++++ EXCERPT ++++
[Go-essp-tech] Handling missing data in the CMIP5 archive

Wed May 4 12:42:15 MDT 2011

Hi Karl

I think we're somewhat at cross purposes.

> My view is that if the time-slices have actually been lost, we
> shouldn't necessarily reject the data as being useless. 

Agreed.

> I agree,
> however, that we should encourage the modeling groups to try to
> recover or reproduce the lost time slices to make their output more
> complete.

Agreed.

> If that is impossible, I still think in many cases
> analysts will want access to the portions of the time-series that
> are available.

In which case we should require them to write misssing data fields for 
that portion. That should be trivial for them to do, and save the 
consumers a vast amount of time.  (ie use the CF missing data flag, we're 
not suggesintg htey have to re-run anything unless they want to).

This is Ag's option 2c, which you don't seem to mention.

> Consider, for example, a 1000 year control run with a decade missing
> in the middle (perhaps all contained in a single lost file).  Don't
> you think many researchers will make use of the two portions of the
> time-series that *are* available, and shouldn't the available data
> be assigned a DOI?

> As I recall, data not passing QC level 2 won't normally be replicated
> and wouldn't be assigned a DOI.  Is this correct?

Correct.

Cheers
Bryan

> best regards,
> Karl
> 
> On 5/4/11 1:08 AM, Bryan Lawrence wrote:
> > Hi Karl
> > 
> > There are two issues noted in your email:(1) missing variables, and
> > (2) missing time slices in a sequence.
++++
• **LIST OF TASKS**
a) Answer these questions about the CMIP5 missing-data thread:
(i) In Karl's example, how long is the control run?
(ii) What does Bryan say groups should write for the portion of the time-series that is missing?
(iii) What two issues does Bryan list as noted in Karl's email?
b) From the CMIP5 missing-data thread, copy word for word the stretch from "This is Ag's" up to and including "Is this correct?".
The rows that come after this aren't needed for anything here.
++++ EXTRACTED DATA ++++
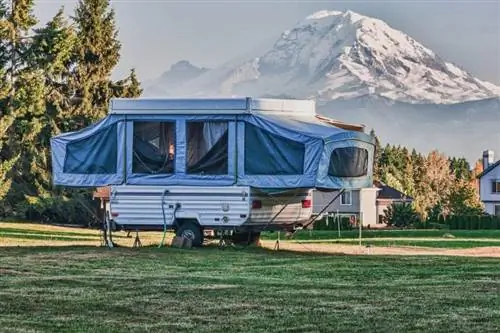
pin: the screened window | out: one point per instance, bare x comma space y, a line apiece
495, 186
207, 148
346, 198
154, 147
270, 154
348, 162
96, 154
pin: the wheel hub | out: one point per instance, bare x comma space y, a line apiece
189, 234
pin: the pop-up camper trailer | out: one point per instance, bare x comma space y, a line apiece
238, 164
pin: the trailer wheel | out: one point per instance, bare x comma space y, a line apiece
191, 231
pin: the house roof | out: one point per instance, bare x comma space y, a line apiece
488, 169
390, 193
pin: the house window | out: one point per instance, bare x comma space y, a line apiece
497, 210
348, 162
346, 198
495, 188
207, 148
153, 147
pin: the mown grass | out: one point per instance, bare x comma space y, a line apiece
442, 243
333, 234
207, 290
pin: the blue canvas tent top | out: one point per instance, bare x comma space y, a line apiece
263, 143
++++
• **TASK-BY-TASK ANSWERS**
a)
(i) 1000 years.
(ii) Missing data fields, using the CF missing data flag.
(iii) Missing variables and missing time slices in a sequence.

b)
This is Ag's option 2c, which you don't seem to mention.

> Consider, for example, a 1000 year control run with a decade missing
> in the middle (perhaps all contained in a single lost file).  Don't
> you think many researchers will make use of the two portions of the
> time-series that *are* available, and shouldn't the available data
> be assigned a DOI?

> As I recall, data not passing QC level 2 won't normally be replicated
> and wouldn't be assigned a DOI.  Is this correct?